Excerpt provided:
- Venue: Blyth Arena Squaw Valley, California, United States
- Dates: 19 February 1960
- Competitors: 26 from 7 nations

Medalists
- 1st place, gold medalist(s):  / Barbara Wagner Robert Paul / Canada
- 2nd place, silver medalist(s):  / Marika Kilius Hans-Jürgen Bäumler / United Team of Germany
- 3rd place, bronze medalist(s):  / Nancy Ludington Ronald Ludington / United States

= Figure skating at the 1960 Winter Olympics – Pair skating =

The pair skating competition of the 1960 Winter Olympics was held at the Blyth Arena in Squaw Valley, California, United States. The event took place on Friday 19 February 1960. Each judge ranked the skaters by Ordinal Placement from first to last place. If a skater was ranked first by a majority of the judges, that skater was placed first overall; this process was repeated for each place. If more than one skater had a majority ranking for the same position, then a series of tiebreaks were in place, indicated in order in the Results section below.

Written request: According to the pair skating text above, how many competitors took part in the event, and from how many nations?

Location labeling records
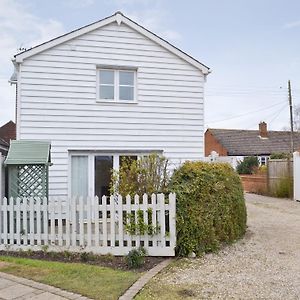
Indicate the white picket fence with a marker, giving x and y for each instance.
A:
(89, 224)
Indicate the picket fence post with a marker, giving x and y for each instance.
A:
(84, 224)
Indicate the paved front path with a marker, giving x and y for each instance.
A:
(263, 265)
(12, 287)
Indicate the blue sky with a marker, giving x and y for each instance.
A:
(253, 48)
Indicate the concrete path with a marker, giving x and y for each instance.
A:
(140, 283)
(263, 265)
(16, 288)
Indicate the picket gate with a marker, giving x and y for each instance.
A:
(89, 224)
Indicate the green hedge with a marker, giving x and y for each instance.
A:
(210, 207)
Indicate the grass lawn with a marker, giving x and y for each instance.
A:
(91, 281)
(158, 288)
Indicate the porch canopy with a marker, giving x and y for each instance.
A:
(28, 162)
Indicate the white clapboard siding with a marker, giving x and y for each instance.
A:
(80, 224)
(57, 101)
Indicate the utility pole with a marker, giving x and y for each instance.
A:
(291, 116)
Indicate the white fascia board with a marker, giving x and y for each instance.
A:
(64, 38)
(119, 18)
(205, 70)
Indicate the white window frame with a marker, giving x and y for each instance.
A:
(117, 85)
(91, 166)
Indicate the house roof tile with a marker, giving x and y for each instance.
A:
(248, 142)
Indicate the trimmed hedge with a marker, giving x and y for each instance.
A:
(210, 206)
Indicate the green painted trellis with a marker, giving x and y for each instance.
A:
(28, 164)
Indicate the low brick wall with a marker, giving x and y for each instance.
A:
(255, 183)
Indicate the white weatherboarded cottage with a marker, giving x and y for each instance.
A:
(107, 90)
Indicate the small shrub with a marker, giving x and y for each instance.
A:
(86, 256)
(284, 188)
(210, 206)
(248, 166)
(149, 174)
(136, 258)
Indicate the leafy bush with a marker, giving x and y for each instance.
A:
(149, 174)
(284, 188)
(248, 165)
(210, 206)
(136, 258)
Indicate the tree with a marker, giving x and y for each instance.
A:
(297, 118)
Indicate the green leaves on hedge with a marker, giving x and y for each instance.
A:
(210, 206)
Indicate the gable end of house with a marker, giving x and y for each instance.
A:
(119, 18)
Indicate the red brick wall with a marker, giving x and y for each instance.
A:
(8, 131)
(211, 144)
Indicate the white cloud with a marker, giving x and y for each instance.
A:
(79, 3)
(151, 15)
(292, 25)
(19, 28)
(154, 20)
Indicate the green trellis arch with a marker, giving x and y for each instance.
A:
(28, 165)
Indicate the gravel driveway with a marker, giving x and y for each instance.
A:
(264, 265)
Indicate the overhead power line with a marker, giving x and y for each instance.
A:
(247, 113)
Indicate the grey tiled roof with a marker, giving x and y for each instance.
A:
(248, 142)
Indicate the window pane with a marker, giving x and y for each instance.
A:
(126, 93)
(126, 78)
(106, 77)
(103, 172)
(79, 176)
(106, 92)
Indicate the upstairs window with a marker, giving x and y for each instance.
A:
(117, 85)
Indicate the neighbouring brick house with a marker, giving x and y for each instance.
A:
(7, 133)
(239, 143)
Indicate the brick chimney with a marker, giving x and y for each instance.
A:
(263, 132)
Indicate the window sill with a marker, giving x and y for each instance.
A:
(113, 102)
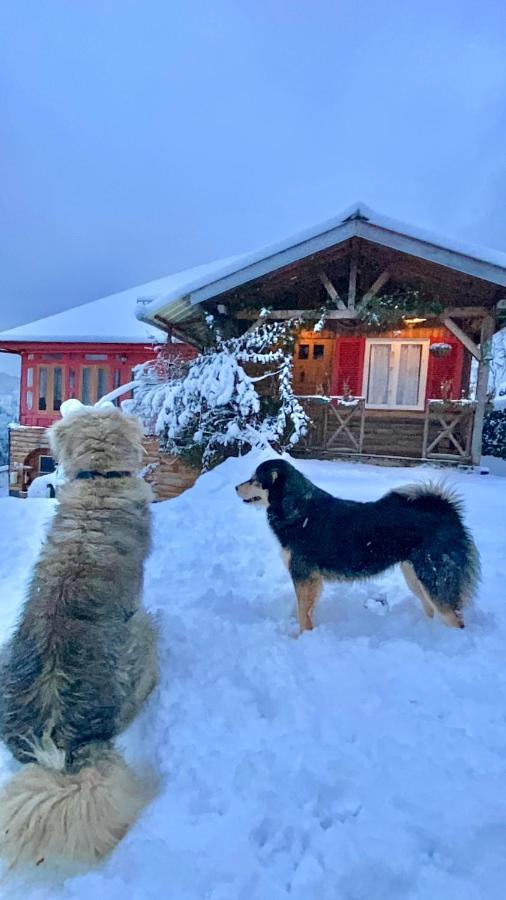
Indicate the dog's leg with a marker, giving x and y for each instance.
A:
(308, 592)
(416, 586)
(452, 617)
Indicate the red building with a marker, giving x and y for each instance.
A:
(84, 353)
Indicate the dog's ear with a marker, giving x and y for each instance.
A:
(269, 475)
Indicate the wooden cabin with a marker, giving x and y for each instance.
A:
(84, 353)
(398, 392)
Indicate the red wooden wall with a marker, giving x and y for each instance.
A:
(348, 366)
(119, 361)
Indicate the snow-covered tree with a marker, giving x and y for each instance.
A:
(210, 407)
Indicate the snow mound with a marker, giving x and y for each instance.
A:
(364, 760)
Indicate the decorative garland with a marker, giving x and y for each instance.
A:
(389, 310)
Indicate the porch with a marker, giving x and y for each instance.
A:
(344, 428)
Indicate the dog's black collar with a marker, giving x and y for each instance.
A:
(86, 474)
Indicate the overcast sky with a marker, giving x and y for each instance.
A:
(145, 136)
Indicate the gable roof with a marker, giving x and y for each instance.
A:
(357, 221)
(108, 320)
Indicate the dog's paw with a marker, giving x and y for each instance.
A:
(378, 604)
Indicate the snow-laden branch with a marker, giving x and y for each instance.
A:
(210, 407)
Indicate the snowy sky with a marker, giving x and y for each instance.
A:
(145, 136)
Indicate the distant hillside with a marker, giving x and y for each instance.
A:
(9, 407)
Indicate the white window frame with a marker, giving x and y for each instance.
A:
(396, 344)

The result: 26 competitors from 7 nations.